→ PROBLEM TO SOLVE: Of the lines listed below, return exactly those that run from the line containing "Target: van sliding door" through the line containing "x=115, y=310", both included.

Entries taken from a collection:
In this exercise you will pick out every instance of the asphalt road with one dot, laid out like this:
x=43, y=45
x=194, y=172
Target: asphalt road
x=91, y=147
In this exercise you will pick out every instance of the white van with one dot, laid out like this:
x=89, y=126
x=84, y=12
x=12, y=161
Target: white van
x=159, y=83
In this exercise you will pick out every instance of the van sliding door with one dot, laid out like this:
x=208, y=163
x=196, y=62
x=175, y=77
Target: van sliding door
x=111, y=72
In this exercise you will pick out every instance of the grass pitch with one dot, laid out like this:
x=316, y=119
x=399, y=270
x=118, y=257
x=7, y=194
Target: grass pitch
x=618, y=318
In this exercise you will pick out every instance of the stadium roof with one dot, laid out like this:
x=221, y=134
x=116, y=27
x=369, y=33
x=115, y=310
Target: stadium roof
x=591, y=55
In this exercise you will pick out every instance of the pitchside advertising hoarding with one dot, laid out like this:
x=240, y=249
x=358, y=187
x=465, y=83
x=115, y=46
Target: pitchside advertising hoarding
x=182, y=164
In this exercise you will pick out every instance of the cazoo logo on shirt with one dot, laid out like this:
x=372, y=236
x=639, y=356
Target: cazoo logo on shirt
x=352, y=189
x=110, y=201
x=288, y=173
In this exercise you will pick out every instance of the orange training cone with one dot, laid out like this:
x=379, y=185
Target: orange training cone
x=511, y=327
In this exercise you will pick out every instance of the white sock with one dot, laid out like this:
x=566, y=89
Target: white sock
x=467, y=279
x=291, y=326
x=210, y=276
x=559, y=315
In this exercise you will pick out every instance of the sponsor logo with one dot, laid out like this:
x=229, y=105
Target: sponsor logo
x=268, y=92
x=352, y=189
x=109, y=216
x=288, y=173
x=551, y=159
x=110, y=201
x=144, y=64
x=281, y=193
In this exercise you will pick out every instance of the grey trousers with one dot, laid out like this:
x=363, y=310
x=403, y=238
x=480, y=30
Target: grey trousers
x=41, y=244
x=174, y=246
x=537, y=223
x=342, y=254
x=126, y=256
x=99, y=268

→ EXERCISE ANSWER:
Target: van sliding door
x=111, y=72
In this exercise you will pick out every instance of the grass pitch with one dot, laid out like this:
x=316, y=119
x=399, y=270
x=118, y=257
x=7, y=194
Target: grass pitch
x=618, y=318
In this exercise you will pick out every instance of the stadium roof with one dot, laid out like this:
x=221, y=134
x=116, y=27
x=369, y=33
x=115, y=310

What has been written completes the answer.